> [The exercise]:
Quote the entries in full, character for character, without their images.
## begin Provided information
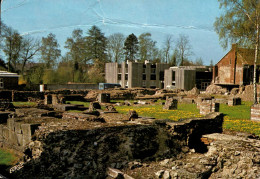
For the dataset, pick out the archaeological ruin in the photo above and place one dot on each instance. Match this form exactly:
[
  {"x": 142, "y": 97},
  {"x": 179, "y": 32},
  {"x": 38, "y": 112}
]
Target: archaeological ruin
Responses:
[{"x": 56, "y": 139}]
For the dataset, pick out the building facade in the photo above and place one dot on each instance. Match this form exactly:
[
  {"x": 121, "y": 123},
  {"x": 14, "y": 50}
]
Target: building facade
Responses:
[
  {"x": 188, "y": 77},
  {"x": 8, "y": 80},
  {"x": 235, "y": 68},
  {"x": 136, "y": 74}
]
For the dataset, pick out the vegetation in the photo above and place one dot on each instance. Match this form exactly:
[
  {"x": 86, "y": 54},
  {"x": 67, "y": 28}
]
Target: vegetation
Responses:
[{"x": 237, "y": 118}]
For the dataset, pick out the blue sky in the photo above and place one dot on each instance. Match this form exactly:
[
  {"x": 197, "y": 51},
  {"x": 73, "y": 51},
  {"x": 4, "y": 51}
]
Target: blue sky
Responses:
[{"x": 194, "y": 18}]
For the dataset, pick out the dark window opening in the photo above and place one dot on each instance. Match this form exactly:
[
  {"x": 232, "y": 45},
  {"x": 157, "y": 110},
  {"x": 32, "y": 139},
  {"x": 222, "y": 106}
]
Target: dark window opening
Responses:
[
  {"x": 119, "y": 77},
  {"x": 161, "y": 77},
  {"x": 153, "y": 77},
  {"x": 144, "y": 77},
  {"x": 173, "y": 75}
]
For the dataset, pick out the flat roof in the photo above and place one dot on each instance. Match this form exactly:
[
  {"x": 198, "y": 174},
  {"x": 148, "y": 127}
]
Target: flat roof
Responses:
[{"x": 8, "y": 74}]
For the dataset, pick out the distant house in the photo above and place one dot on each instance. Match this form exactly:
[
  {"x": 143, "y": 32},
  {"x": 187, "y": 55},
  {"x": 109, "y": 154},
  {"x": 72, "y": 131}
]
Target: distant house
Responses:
[
  {"x": 8, "y": 80},
  {"x": 188, "y": 77},
  {"x": 136, "y": 74},
  {"x": 235, "y": 68}
]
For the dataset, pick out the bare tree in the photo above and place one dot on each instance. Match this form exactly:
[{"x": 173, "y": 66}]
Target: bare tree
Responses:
[
  {"x": 183, "y": 47},
  {"x": 12, "y": 47},
  {"x": 115, "y": 47},
  {"x": 30, "y": 47}
]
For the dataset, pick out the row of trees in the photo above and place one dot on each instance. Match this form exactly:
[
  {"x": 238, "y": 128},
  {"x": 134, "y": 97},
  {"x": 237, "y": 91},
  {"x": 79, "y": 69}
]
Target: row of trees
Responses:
[{"x": 86, "y": 54}]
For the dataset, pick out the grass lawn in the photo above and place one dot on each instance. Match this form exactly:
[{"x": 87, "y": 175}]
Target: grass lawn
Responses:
[{"x": 237, "y": 118}]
## end Provided information
> [Solution]:
For the dataset, pick out the archaeological ruin in the photo above and place one dot on each instance. Match this form exactly:
[
  {"x": 142, "y": 97},
  {"x": 179, "y": 32},
  {"x": 38, "y": 112}
]
Target: archaeological ruin
Responses:
[{"x": 56, "y": 139}]
For the dataset, pick out the building facade in the photo above and place one dot on each instance. Match this form exactly:
[
  {"x": 121, "y": 123},
  {"x": 14, "y": 50}
]
Target: building facade
Responses:
[
  {"x": 188, "y": 77},
  {"x": 8, "y": 80},
  {"x": 235, "y": 68},
  {"x": 136, "y": 74}
]
For the dataset, pick out the vegetation in the photo above and place one dot on each instance. Match this form exactly:
[
  {"x": 86, "y": 54},
  {"x": 67, "y": 28}
]
Target: vegetation
Responses:
[{"x": 237, "y": 118}]
For the dataset, pick out the blue sky in the photo above and place one dot on each instance. Match this form exactly:
[
  {"x": 197, "y": 51},
  {"x": 73, "y": 51},
  {"x": 4, "y": 51}
]
Target: blue sky
Responses:
[{"x": 194, "y": 18}]
For the dataset, pick out the dark window opening in the photo above and place one dot on each instance. Match this form exactly:
[
  {"x": 232, "y": 45},
  {"x": 157, "y": 110},
  {"x": 32, "y": 139},
  {"x": 222, "y": 106}
]
Target: dark window opening
Responses:
[
  {"x": 119, "y": 77},
  {"x": 161, "y": 77},
  {"x": 153, "y": 77},
  {"x": 144, "y": 77},
  {"x": 173, "y": 75}
]
For the dataset, pick out the flat roof in the photo above and place one dot on each instance. Match this form exactly:
[
  {"x": 198, "y": 174},
  {"x": 148, "y": 127}
]
Target: flat roof
Responses:
[{"x": 8, "y": 74}]
For the dataset, pick out the distant house in the photo above and place one dot on each instance. Match this form exactly:
[
  {"x": 143, "y": 32},
  {"x": 187, "y": 55},
  {"x": 109, "y": 154},
  {"x": 72, "y": 131}
]
Target: distant house
Responses:
[
  {"x": 8, "y": 80},
  {"x": 188, "y": 77},
  {"x": 136, "y": 74},
  {"x": 235, "y": 68}
]
For the dataset, pick out the bare tree in the photo above and place one dot on each instance. Match this form exactly:
[{"x": 173, "y": 66}]
Target: bare tree
Responses:
[
  {"x": 183, "y": 47},
  {"x": 12, "y": 47},
  {"x": 115, "y": 47},
  {"x": 30, "y": 47}
]
For the dataset, pick out the row of trees in the photo above and place one dot on each instance. Match this form exactly:
[
  {"x": 238, "y": 128},
  {"x": 134, "y": 97},
  {"x": 237, "y": 91},
  {"x": 79, "y": 69}
]
Target: row of trees
Responses:
[{"x": 86, "y": 54}]
For the dataset, pick out the grass lawn in the photo above and place one dot on each instance. Match this form exactly:
[{"x": 87, "y": 175}]
Target: grass lawn
Responses:
[{"x": 237, "y": 118}]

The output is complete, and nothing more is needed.